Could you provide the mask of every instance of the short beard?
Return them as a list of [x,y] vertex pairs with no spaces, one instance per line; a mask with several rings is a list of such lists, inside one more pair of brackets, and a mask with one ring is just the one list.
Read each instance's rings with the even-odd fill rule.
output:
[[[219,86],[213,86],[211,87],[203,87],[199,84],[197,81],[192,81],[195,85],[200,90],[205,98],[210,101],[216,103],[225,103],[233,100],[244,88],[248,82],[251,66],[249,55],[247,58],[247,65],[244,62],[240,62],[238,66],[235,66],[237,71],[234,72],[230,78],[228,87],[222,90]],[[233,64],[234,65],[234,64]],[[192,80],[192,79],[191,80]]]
__________
▸ **Exercise details**: Revise the records above by substituting "mustache" for every occurrence of "short beard", leaving all other text unchanged.

▸ **Task solution**:
Could you provide the mask of every instance of the mustache?
Return them as a list of [x,y] vertex pairs with no spaces, one instance per line; a mask with several rings is a list of such lists, inside one more pair of brackets, and a mask with one ring is just the one list.
Read each instance's rings with the even-odd fill rule.
output:
[[[219,86],[213,86],[211,87],[203,87],[199,84],[197,81],[192,81],[195,85],[200,90],[205,98],[210,101],[216,103],[225,103],[233,100],[244,88],[248,82],[251,66],[249,55],[247,58],[247,65],[244,62],[240,62],[238,66],[235,66],[237,71],[234,72],[230,78],[228,87],[222,90]],[[233,64],[234,65],[234,64]],[[192,80],[192,79],[191,80]]]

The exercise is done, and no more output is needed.